• [To-do list]:
A: Duplicate everything in the article on underpaid employees from "For more than" down to "as the Respondent).".
B: Answer these questions using the article on underpaid employees:
(i) What hourly training honorarium did the employee and other persons with developmental disabilities receive?
(ii) Who filed the application to the Tribunal?
(iii) What was the minimum wage in Ontario in 2007?

>> begin Source document

Ripping off employees
(Part 1)
Unfortunately there are occasions when some
employers rip off their employees. This article is about one such employer who
was cheating its employee out of what was owed to her in wages. The matter
ended up in front of the Ontario Human Rights Tribunal.
The person who was ripped off was
a person who was mentally handicapped. I shall refer to her initially as the
employee and later as the Applicant rather than cite her name. Her mother filed
the application to the Tribunal on behalf of her daughter.
For more than ten years, the
employee and other persons with developmental disabilities worked as general
labourers on the work site of Janus Joan Inc. (hereinafter referred to as the company and later as the Respondent).
They were paid a training honorarium of $1.00 to 1.25 per hour, while general
labourers working in the company doing the same kind of work and who did not
have developmental disabilities were paid the statutory minimum wage in
Ontario. In 2009, (the years her job was terminated) the minimum wage was
$9.50. In 2008, it was $8.75. In 2007, it was $ 8.00. In 2006, it was $7.75. In
2005, it was $7.45. As you can seem it was raised every year as the cost of
living was being raised also. Incidentally when I was working in Vancouver in
1951, the minimum wage was only 30 cents an hour but then the cost of living
was much lower then.

>> end Source document
>> begin Records shown

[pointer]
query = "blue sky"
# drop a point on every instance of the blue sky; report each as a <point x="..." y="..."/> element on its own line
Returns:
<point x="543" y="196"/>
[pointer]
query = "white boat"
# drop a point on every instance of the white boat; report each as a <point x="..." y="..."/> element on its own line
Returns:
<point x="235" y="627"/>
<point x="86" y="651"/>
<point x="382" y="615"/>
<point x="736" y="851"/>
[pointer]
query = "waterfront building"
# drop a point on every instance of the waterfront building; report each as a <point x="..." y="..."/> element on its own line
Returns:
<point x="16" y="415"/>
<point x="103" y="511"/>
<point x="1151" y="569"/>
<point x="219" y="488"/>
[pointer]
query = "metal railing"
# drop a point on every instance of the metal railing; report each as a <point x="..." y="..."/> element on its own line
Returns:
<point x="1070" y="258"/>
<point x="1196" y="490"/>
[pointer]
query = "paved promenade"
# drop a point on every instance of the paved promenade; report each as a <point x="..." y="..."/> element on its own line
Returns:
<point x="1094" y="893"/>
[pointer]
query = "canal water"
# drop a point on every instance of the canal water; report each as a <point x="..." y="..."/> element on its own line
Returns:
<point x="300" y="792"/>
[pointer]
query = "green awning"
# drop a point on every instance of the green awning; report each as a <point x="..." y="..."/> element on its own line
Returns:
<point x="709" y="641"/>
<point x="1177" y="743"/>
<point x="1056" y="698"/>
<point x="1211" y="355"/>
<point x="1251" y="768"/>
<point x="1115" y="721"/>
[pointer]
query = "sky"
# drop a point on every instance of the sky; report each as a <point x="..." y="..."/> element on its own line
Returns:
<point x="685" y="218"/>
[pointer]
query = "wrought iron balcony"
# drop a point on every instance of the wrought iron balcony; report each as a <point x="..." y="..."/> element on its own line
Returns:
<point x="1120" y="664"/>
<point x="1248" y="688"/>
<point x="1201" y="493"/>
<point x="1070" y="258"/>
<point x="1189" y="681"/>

>> end Records shown

• [Outputs by task]:
A:
For more than ten years, the
employee and other persons with developmental disabilities worked as general
labourers on the work site of Janus Joan Inc. (hereinafter referred to as the company and later as the Respondent).

B:
(i) They were paid $1.00 to $1.25 per hour.
(ii) The employee's mother filed it on behalf of her daughter.
(iii) The minimum wage was $8.00.